**Lavoro richiesto**
Trasla di 31 ogni numero delle coordinate nelle risposte e riscrivi per intero le righe dalla riga che contiene "Question. Place one point on every instance of the uniform" fino a quella che contiene "x=314 y=295", inclusa. Lascia invariati i numeri dei modelli di formato.

**Voci**
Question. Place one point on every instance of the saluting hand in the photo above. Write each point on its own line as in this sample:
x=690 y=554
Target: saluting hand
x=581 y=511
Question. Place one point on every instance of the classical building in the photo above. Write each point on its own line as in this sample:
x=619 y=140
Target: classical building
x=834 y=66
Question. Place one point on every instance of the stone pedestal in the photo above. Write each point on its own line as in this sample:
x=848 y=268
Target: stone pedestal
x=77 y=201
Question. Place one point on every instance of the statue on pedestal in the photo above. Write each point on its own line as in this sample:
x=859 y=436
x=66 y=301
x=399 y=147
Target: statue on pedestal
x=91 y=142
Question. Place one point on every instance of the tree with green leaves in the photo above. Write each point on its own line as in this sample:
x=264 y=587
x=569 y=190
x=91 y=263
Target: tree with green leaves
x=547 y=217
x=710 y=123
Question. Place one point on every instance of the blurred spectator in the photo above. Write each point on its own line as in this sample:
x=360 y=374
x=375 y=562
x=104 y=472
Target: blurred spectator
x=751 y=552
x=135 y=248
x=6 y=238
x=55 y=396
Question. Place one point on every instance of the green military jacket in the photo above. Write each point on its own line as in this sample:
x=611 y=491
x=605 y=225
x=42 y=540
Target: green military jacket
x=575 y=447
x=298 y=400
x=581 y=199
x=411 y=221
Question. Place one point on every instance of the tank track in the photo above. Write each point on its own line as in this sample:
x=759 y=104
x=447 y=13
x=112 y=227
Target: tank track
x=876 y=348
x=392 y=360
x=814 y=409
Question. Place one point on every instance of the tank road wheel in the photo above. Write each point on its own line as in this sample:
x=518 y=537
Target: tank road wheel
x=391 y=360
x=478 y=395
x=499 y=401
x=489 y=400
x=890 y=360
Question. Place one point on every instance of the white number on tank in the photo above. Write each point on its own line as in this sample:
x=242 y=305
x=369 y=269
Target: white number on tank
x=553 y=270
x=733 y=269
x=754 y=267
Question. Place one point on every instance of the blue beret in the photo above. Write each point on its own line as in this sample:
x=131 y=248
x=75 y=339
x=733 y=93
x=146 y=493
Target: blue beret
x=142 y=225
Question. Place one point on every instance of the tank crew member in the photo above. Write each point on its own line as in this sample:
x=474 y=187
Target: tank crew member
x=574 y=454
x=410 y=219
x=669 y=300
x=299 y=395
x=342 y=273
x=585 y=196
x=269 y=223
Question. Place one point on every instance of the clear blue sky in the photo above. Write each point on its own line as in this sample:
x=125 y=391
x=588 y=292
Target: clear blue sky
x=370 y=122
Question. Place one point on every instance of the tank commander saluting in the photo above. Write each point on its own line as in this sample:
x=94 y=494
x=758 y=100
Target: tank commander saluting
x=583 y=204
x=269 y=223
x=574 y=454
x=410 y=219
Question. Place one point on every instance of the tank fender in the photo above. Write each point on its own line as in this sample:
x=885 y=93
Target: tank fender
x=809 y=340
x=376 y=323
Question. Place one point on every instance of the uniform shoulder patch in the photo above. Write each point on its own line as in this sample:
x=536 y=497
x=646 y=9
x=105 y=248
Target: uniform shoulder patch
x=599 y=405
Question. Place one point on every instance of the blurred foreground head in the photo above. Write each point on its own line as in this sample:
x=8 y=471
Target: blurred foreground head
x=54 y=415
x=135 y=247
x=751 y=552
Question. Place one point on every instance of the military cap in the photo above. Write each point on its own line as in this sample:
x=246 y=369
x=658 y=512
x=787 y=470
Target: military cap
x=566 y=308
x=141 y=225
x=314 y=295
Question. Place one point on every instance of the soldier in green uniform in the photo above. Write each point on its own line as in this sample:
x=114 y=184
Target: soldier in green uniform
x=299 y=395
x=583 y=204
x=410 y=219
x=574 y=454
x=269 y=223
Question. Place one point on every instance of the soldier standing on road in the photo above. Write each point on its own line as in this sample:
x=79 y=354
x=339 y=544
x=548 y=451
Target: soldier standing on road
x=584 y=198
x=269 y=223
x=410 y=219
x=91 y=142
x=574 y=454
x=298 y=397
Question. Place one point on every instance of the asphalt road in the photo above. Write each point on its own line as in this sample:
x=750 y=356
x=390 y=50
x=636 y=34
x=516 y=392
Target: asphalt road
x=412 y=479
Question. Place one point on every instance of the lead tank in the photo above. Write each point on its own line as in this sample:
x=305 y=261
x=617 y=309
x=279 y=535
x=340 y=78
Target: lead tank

**Risultato**
Question. Place one point on every instance of the uniform shoulder patch in the photo above. Write each point on its own line as in this sample:
x=536 y=497
x=646 y=9
x=105 y=248
Target: uniform shoulder patch
x=630 y=436
Question. Place one point on every instance of the blurred foreground head in the photo above. Write each point on its own line as in this sample:
x=8 y=471
Target: blurred foreground head
x=85 y=446
x=166 y=278
x=782 y=583
Question. Place one point on every instance of the military cap in the photo above. Write each point on its own line as in this sample:
x=246 y=369
x=658 y=512
x=787 y=470
Target: military cap
x=597 y=339
x=172 y=256
x=345 y=326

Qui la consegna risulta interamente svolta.